Copy the passage about Anna starting at the words "First, Anna was" and ending after "to live in.", changing "prophetess" to "prophet".

Document segment »
-------------------------
It was a divine moment in time–one of those fleeting opportunities to experience glory. And one woman was ready. She isn’t remembered all that much in the Christmas story, but she was there–faithfully serving, hoping, and waiting.
At Christmastime we hear about the angels who announced Jesus’ birth. We remember the shepherds who ran back and told everyone the Messiah had been born.
We especially recall the obedience and faith of a young couple, Mary and Joseph, who sacrificed their reputation and plans for the future in order to obey the call of God on their lives.
But we rarely hear the story of Anna, a prophetess who recognized the divine gift of the Baby and shared that news with others.
Married for only seven years and widowed until she was eighty-four, Anna was a devoted woman of God who spent her life seeking and serving her God.
“There was also a prophetess, Anna, the daughter of Phanuel, of the tribe of Asher. She was very old; she had lived with her husband seven years after her marriage, and then was a widow until she was eighty-four. She never left the temple but worshiped night and day, fasting and praying.”Luke 2:36-37, NIV 84
When Mary and Joseph showed up at the temple to present their firstborn and dedicate Him to the Lord according to the Law, Anna was ready and waiting to experience His presence and to proclaim the news.
“Coming up to them at that very moment, she gave thanks to God and spoke about the child to all who were looking forward to the redemption of Jerusalem.”Luke 2:38
Anna could have missed this moment in time, but because of her devotion to God, she was privileged to experience the most spectacular event in human history–God becoming a man to save us.
Anna’s example teaches us five ways we can live a life of devotion to God.
First, Anna was a prophetess. She used the gifts God gave her to serve Him faithfully. Anna didn’t use loss or age as excuses. She devoted her life to serving God no matter what.
Second, she stayed in the presence of God. Historians have noted that Herod’s temple was very large and included many rooms, including places that Anna may have been allowed to live in.
We don’t really know the details of why she stayed at the temple, but we do know that the temple was the only place for the Jews where God’s presence dwelt. For her, being close to God was how she determined to live out her years.
Third, Anna worshiped day and night with prayer and fasting. Worship is an attitude of the heart. As Anna went about the duties of the temple, her heart was always in tune with God through prayer and through fasting.
-------------------------
Excerpted records »
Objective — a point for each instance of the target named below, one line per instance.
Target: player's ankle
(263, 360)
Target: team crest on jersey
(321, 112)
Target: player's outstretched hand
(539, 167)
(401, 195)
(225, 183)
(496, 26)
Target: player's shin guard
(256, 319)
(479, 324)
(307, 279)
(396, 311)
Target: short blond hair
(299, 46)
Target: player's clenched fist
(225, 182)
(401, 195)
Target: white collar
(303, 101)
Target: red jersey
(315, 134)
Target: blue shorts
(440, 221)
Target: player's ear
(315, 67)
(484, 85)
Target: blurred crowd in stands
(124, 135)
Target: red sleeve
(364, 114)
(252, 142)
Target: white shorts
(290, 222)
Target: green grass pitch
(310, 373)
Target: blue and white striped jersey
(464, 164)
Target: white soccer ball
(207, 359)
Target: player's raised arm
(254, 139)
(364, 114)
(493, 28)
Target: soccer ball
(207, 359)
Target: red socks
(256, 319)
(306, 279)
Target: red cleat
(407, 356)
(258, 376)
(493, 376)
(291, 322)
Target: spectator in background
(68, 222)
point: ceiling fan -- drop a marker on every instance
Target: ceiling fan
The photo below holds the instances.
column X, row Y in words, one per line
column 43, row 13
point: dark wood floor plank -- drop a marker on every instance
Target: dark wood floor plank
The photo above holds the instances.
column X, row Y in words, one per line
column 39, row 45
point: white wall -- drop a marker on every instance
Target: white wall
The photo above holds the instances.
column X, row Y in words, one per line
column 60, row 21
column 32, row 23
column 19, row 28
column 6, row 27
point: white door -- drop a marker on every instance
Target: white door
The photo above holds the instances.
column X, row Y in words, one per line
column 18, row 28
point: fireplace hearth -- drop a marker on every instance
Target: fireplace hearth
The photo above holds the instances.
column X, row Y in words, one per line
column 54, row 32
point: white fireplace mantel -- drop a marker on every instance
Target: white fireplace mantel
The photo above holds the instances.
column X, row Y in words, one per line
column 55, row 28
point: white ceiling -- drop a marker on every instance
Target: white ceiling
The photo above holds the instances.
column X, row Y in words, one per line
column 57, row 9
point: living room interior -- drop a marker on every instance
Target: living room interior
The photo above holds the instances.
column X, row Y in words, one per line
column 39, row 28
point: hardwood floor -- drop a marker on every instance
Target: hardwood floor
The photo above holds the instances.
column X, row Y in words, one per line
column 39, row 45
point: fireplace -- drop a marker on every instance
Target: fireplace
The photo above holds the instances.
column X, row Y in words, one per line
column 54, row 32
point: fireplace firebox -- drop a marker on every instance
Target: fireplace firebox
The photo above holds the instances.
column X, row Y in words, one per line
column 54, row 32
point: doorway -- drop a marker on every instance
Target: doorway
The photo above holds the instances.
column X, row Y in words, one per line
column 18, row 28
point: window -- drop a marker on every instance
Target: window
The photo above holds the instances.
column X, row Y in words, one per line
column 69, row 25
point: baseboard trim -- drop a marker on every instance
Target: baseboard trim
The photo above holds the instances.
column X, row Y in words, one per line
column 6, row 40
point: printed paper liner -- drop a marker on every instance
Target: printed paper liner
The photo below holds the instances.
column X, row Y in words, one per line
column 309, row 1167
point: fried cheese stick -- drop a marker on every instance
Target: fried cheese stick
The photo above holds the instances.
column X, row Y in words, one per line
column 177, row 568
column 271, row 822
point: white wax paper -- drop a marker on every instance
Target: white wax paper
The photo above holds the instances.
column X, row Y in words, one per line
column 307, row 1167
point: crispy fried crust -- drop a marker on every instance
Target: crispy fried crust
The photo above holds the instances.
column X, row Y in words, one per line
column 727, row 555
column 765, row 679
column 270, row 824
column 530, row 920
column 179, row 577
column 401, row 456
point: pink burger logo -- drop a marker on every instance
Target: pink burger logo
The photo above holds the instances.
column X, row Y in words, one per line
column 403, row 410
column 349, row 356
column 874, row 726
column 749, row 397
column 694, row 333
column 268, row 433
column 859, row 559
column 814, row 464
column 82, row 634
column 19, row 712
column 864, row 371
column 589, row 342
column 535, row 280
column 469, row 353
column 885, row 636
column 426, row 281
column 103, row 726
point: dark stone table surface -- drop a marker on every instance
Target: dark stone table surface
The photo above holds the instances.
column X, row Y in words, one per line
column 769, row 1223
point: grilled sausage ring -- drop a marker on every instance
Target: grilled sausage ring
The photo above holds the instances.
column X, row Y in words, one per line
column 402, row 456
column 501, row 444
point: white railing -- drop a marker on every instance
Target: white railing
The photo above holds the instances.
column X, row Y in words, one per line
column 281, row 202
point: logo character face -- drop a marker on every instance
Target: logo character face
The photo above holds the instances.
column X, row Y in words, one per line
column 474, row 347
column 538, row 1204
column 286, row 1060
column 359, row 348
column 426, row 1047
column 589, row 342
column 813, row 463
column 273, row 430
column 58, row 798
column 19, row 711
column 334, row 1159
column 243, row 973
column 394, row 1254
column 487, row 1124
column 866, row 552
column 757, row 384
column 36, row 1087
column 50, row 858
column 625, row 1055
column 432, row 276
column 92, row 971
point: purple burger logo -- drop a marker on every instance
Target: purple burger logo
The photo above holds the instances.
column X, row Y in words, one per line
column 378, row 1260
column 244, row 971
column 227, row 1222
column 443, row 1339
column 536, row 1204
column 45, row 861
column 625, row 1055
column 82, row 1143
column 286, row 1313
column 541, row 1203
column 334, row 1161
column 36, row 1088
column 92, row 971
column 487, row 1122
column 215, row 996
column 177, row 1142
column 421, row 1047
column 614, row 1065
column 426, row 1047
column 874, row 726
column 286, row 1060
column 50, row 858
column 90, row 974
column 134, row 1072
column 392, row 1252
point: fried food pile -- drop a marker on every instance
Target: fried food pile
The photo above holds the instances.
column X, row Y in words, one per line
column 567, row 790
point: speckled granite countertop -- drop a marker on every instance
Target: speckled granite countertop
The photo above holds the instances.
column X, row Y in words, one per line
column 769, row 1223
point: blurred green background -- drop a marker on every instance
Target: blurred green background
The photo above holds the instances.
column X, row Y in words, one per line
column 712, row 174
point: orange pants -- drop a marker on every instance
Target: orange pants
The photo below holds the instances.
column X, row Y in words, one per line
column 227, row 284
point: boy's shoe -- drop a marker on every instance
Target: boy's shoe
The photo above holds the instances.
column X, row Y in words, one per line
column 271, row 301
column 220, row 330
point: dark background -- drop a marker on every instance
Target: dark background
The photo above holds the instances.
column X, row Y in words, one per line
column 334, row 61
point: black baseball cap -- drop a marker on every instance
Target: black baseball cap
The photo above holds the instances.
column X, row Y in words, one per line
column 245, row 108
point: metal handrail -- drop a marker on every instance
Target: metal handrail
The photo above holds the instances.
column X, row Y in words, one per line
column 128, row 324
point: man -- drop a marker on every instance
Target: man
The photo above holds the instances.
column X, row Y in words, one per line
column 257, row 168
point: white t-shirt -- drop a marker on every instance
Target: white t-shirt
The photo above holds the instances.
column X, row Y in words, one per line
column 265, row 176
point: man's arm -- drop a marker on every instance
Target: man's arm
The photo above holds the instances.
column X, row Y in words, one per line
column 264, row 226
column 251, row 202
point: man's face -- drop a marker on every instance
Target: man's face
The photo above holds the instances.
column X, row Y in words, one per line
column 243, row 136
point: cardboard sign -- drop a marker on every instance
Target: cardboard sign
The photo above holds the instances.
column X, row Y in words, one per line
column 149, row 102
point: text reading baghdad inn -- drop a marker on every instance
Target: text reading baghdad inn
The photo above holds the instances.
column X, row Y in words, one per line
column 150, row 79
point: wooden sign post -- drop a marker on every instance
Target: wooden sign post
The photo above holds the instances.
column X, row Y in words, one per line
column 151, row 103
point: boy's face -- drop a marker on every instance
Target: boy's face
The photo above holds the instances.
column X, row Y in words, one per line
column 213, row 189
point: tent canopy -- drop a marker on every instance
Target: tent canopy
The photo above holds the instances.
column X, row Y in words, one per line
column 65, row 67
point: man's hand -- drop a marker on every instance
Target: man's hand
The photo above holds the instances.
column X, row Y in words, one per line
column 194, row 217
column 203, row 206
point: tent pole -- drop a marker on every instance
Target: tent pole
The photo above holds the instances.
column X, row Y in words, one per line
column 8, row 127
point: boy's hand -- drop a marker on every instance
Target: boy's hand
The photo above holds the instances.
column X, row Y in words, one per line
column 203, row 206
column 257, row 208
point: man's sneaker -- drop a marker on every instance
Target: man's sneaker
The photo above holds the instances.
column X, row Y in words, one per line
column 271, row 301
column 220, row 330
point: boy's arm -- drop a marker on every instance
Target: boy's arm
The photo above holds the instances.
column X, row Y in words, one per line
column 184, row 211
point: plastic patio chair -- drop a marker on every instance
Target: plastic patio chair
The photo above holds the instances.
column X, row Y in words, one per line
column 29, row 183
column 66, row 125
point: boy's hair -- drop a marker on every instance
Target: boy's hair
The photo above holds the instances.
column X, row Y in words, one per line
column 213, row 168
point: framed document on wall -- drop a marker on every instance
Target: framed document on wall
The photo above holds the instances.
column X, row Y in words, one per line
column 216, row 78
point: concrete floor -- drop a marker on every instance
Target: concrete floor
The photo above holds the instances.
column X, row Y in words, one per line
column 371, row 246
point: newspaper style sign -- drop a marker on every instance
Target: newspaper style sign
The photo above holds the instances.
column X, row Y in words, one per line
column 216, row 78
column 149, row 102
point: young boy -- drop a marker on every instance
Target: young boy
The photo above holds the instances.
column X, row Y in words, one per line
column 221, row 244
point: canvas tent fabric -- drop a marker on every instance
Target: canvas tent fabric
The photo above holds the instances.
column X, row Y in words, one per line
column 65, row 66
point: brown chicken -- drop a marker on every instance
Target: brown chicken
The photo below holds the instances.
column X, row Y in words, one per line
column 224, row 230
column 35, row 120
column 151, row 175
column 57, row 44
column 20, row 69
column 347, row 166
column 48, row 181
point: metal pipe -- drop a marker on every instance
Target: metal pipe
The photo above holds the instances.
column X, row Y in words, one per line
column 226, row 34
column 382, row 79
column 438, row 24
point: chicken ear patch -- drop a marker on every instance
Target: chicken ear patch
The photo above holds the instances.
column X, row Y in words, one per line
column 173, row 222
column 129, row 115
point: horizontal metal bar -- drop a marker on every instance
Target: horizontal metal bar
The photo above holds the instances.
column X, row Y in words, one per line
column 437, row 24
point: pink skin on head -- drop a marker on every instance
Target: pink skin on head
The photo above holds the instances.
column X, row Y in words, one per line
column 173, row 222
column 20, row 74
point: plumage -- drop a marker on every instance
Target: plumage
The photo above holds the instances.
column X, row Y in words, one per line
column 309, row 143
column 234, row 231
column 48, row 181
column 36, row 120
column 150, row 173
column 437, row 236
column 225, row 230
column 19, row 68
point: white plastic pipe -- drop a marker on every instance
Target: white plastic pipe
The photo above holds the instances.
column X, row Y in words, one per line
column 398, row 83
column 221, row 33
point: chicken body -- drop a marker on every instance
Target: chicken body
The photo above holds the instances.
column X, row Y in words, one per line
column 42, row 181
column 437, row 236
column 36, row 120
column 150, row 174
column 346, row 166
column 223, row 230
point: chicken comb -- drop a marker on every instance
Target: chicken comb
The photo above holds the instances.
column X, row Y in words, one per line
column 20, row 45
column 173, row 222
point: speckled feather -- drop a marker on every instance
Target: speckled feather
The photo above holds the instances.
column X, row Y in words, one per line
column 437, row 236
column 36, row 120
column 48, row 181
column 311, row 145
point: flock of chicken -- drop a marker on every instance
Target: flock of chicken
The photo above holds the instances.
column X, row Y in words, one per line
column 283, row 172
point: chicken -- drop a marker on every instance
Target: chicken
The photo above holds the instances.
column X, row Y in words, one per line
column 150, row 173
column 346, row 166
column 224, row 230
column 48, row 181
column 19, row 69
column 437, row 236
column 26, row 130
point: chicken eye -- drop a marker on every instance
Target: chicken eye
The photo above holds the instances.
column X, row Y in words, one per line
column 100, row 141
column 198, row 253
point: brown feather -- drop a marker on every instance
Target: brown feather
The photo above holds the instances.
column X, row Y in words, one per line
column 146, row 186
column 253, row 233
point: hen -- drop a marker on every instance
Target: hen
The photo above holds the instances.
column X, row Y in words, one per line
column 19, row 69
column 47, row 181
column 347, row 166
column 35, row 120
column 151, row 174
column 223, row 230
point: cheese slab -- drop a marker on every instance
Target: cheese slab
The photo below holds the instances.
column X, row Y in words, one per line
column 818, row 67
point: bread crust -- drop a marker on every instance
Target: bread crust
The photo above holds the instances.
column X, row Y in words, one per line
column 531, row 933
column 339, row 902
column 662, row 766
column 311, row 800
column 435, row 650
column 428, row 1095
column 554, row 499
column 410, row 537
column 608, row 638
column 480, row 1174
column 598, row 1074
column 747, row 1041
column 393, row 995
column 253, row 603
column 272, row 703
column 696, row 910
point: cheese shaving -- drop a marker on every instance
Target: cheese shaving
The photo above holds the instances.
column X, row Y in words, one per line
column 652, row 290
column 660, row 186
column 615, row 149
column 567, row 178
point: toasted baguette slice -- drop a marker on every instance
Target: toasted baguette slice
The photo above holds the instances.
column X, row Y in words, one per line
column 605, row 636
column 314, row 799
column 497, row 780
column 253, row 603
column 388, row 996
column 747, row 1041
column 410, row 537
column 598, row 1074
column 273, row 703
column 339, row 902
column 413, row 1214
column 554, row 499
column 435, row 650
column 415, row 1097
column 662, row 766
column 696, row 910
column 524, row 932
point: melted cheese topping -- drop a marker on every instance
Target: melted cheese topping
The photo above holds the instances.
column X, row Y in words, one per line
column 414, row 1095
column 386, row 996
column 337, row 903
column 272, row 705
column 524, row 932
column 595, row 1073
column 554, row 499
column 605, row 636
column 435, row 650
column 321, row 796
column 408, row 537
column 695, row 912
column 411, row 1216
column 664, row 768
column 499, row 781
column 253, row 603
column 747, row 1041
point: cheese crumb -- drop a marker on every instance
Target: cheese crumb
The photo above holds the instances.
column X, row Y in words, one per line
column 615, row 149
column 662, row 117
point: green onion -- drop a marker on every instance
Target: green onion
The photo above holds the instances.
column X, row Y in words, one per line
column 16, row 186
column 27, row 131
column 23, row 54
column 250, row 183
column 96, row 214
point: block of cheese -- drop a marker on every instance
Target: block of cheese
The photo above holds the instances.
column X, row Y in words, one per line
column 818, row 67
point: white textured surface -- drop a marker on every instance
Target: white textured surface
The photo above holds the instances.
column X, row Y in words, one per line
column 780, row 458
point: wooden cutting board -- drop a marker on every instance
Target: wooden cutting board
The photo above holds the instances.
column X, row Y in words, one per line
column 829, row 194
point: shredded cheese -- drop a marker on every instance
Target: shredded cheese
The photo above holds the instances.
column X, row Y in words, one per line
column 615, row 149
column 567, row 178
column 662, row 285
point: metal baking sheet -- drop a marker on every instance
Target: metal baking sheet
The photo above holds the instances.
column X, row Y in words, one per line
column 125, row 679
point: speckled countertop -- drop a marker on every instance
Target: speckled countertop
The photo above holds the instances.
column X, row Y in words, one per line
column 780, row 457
-------------------------
The answer »
First, Anna was a prophet. She used the gifts God gave her to serve Him faithfully. Anna didn’t use loss or age as excuses. She devoted her life to serving God no matter what.
Second, she stayed in the presence of God. Historians have noted that Herod’s temple was very large and included many rooms, including places that Anna may have been allowed to live in.